| Excerpt |
# # # #

Fix: Go Deadlock — all goroutines are asleep, deadlock!
Part of: Go, Rust & Systems Errors
Quick Answer
How to fix Go channel deadlocks — unbuffered vs buffered channels, missing goroutines, select statements, closing channels, sync primitives, and detecting deadlocks with go race detector.
The Problem
A Go program crashes with the deadlock error:
fatal error: all goroutines are asleep - deadlock!
goroutine 1 [chan receive]:
main.main()
/app/main.go:12 +0x28
exit status 2Or a program hangs indefinitely without output:
func process(data []int) []int {
ch := make(chan int)
var wg sync.WaitGroup
for _, v := range data {
wg.Add(1)
go func(n int) {
ch <- n * 2 // Sends to channel
wg.Done()
}(v)
}
wg.Wait() // All goroutines done — but who reads from ch?
close(ch) // Too late — goroutines are blocked on ch <- (send)
var results []int
for v := range ch { // Never reached — deadlocked above
results = append(results, v)
}
return results
}Or a goroutine blocks forever waiting for a channel that’s never written to:
result := <-ch // Blocks forever if nothing sends to chWhy This Happens
A deadlock occurs when every goroutine in the program is blocked, each waiting on a channel or mutex operation that no other goroutine can satisfy. The Go runtime scans for this condition and panics rather than hanging silently, which is the all goroutines are asleep message you see in the stack trace. The detection is only triggered when the entire program is stuck — partial deadlocks where one goroutine still runs (a background timer, a network listener) escape the runtime check and surface later as goroutine leaks and memory growth.

# # # #

| Recorded information |

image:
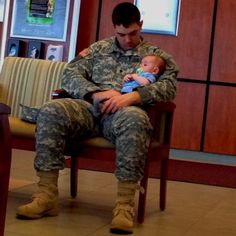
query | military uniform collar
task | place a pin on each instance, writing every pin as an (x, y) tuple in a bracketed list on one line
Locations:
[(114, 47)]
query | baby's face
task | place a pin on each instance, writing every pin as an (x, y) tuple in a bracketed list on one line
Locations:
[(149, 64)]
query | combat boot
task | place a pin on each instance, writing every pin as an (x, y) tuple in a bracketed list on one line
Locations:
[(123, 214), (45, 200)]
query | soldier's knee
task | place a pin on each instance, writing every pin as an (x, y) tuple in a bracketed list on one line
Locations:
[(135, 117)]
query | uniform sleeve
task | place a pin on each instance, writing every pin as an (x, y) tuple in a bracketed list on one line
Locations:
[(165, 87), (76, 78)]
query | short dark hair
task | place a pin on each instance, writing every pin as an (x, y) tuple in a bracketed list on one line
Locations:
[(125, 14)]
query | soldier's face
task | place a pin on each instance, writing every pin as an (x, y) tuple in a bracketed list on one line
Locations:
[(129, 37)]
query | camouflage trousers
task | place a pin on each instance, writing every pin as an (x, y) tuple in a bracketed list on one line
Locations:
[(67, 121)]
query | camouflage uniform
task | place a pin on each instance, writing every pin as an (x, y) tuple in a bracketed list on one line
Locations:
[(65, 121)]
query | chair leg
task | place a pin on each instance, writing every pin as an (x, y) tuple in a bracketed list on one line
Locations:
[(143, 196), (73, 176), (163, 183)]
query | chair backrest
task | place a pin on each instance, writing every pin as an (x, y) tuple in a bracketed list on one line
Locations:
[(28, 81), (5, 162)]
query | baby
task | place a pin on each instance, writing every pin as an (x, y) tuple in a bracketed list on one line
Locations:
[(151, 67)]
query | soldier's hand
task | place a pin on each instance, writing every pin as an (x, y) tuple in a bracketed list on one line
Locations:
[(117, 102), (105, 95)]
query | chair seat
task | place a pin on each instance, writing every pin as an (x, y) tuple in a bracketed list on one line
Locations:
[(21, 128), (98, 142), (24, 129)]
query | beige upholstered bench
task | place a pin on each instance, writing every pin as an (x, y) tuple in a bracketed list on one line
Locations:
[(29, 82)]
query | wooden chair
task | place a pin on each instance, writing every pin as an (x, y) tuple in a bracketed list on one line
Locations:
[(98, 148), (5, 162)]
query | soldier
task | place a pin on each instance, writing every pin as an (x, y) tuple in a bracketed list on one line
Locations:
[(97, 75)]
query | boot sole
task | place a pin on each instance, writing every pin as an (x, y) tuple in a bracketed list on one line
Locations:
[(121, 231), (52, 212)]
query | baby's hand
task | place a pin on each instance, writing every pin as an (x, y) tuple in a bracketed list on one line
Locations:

# # # #

Answer from the Go deadlock page:
(a) In the `process` example, what reason does the comment give for `close(ch)` being too late?
(b) What does the Go runtime do, instead of hanging silently, when every goroutine is blocked?
(c) What two examples of a goroutine that still runs during a partial deadlock are given?
The rows have no connection to the Go deadlock page.

(a) The goroutines are already blocked on the send, `ch <-`.
(b) It panics.
(c) A background timer and a network listener.